TASK TO CARRY OUT:
Please quote every one of the items below word for word, omitting the pictures.

(Records from a data collection)

[Start]

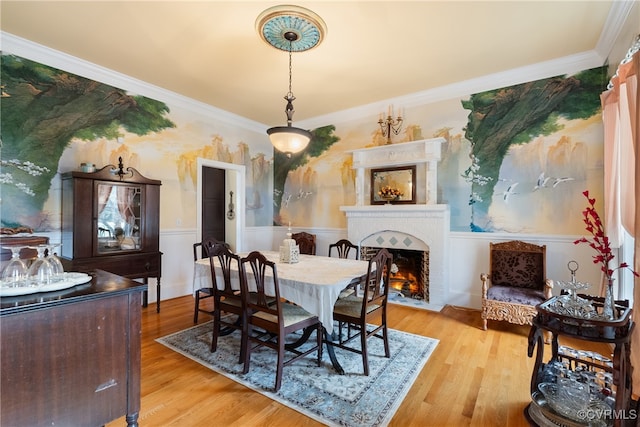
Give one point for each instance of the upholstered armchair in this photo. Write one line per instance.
(516, 282)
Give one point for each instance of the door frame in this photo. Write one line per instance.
(234, 181)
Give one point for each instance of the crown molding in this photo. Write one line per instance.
(618, 15)
(18, 46)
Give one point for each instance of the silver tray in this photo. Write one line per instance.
(70, 279)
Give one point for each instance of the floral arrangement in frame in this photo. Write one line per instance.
(396, 185)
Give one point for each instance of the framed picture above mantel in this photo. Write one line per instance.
(396, 185)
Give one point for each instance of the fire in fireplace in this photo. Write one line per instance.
(409, 273)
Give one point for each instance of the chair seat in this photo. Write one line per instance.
(291, 314)
(525, 296)
(352, 306)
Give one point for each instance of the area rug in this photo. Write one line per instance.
(320, 393)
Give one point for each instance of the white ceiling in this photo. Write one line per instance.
(373, 51)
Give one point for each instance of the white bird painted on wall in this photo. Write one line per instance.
(509, 192)
(559, 180)
(542, 182)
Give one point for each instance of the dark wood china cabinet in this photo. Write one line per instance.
(111, 221)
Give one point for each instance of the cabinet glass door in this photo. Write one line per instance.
(119, 217)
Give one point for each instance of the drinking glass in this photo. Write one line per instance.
(16, 270)
(41, 271)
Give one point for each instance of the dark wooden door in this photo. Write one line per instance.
(213, 206)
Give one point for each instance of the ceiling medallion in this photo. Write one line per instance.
(274, 23)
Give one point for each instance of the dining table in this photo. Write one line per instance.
(314, 283)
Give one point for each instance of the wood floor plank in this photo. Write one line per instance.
(473, 378)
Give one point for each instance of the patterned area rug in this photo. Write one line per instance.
(319, 392)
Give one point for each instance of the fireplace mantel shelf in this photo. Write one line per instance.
(390, 208)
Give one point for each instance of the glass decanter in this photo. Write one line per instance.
(15, 272)
(41, 271)
(56, 264)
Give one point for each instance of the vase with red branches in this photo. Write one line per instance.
(604, 255)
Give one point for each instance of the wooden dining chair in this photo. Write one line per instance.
(200, 252)
(343, 248)
(306, 242)
(366, 313)
(274, 320)
(225, 298)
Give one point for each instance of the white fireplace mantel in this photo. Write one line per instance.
(412, 227)
(424, 152)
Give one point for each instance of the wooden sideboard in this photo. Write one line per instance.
(72, 357)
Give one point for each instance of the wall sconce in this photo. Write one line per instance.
(390, 125)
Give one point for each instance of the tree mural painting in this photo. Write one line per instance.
(322, 138)
(516, 115)
(42, 110)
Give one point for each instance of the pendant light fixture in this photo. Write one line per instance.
(292, 29)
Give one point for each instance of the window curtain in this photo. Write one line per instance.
(621, 117)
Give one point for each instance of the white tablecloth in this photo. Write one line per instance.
(315, 282)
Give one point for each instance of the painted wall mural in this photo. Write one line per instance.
(52, 121)
(516, 159)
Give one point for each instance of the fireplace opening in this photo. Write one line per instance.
(409, 272)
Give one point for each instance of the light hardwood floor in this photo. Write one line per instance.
(474, 377)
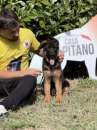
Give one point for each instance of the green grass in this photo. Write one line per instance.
(78, 111)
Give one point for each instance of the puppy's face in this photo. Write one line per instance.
(51, 51)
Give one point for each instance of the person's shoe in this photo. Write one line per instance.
(2, 110)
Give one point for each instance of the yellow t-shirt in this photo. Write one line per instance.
(14, 54)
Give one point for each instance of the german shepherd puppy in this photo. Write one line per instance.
(51, 67)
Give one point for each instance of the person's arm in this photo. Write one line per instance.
(10, 74)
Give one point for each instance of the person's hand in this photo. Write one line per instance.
(33, 72)
(61, 55)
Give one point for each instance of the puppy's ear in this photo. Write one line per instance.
(43, 44)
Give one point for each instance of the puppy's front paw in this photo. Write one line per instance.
(58, 99)
(47, 99)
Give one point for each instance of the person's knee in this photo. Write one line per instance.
(30, 80)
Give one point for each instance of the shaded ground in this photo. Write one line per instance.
(78, 111)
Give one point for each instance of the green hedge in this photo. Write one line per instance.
(52, 16)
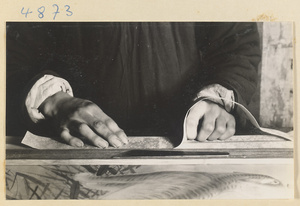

[End]

WORKED SOLUTION:
Give one point for each instance of the upholstered armchair in this photo. Write one line per instance.
(516, 282)
Give one point for each instance of the door frame in this photo. Write one line per instance.
(234, 181)
Give one point for each instance of the crown molding in this photo. Write one line per instance.
(618, 15)
(18, 46)
Give one point for each instance of the silver tray in this photo. Write one line per instance.
(70, 279)
Give one point for each instance of the floral arrangement in frame in this photo. Write one line per instance.
(396, 185)
Give one point for each instance of the framed picture above mantel in this photo. Write one line per instance.
(396, 185)
Give one point for each instance of the fire in fireplace in this photo. Write one line per instance.
(409, 273)
Give one point for each instance of the chair seat in this photo. Write one line per instance.
(291, 314)
(525, 296)
(352, 306)
Give one point for each instance of the area rug in this photo. Write one line per instance.
(320, 393)
Give one point for each instance of the white ceiling in this photo. Write one line per instance.
(373, 51)
Give one point for each instance of the white bird painted on wall in this photo. Write one line per instance.
(509, 192)
(559, 180)
(542, 182)
Give one point for each instance of the dark wood china cabinet in this photo. Write one line per instance.
(111, 221)
Give one point for each instance of the cabinet glass door in this photo. Write one line per instance.
(119, 217)
Give one point for each instance of the drinking glass in this photo. Write one line per instance.
(16, 270)
(41, 271)
Give one point for each instance of the dark wooden door in this photo. Write one line per instance.
(213, 206)
Give one point for each instance of the ceiling medallion in this photo. Write one line per instance.
(274, 23)
Give one point for each instance of the dining table in this photo. Write one line per instance.
(314, 283)
Give one point for each instance of the wood floor plank in this photo. Write one line per instance.
(473, 378)
Give one point for each instance of the patterned area rug in this photo. Write one line per instance.
(319, 392)
Give one point for each instance of the fireplace mantel shelf in this photo. Write one line per instance.
(390, 208)
Give one point for each instance of the glass decanter in this photo. Write one line per instance.
(15, 272)
(41, 271)
(56, 264)
Give one point for each instance of the vase with red branches in this photo. Write one line per instance.
(604, 255)
Give one point for each instance of the wooden dining chair in this photo. Write one line per instance.
(200, 252)
(343, 248)
(306, 242)
(366, 313)
(274, 320)
(225, 298)
Give one point for each instance of the white fireplace mantel in this photo. Write one line per instance.
(412, 227)
(424, 152)
Give one point for each instance of the wooden sideboard in this photo. Write one line per instance.
(72, 357)
Give one point for each instance of the wall sconce in this photo. Write one line per instance.
(390, 125)
Give one point for each instance of the tree mural painting in this photo. Write one line per instance.
(322, 138)
(516, 115)
(42, 110)
Give one point for each instance of the pendant light fixture in this photo. Write one line per instance.
(292, 29)
Give one point for each instance of the window curtain in this photo. Write one line per instance.
(621, 117)
Give one point for each instance of the white tablecloth in this photo. Write one line per instance.
(315, 282)
Give one point for each instance of the painted wall mural in this photo. Write one line per instance.
(52, 121)
(516, 159)
Give one point for each instance of the fireplace opening in this photo. Write one line per instance.
(409, 272)
Give one point for each instance of the light hardwood floor in this photo. Write one line per instance.
(474, 377)
Give one point for each instance of the green grass in this photo. Write one line per instance.
(78, 111)
Give one point for each instance of the puppy's face in this photo. Write one line per instance.
(51, 51)
Give one point for each instance of the person's shoe in this photo. Write one line per instance.
(2, 110)
Give one point for each instance of the yellow t-shirt in this photo. Write one line per instance.
(14, 54)
Give one point for each instance of the german shepherd puppy in this photo. Write one line per instance.
(51, 67)
Give one point for each instance of the person's arm in this photo. Write one line per instance.
(10, 74)
Give one point for each instance of the person's hand in this photo. Write one line per instance.
(33, 72)
(61, 55)
Give one point for each instance of the puppy's ear in this photo. Write one line per instance.
(43, 44)
Give one point for each instance of the puppy's front paw in this photo. Write one line per instance.
(58, 99)
(47, 99)
Give one point for each instance of the person's knee in this photo. Write one line per instance.
(30, 80)
Give one point for each instance of the shaded ground in this photo. Write one line per instance.
(78, 111)
Give one point for each instance of the green hedge in this photo. Write one line per instance.
(52, 16)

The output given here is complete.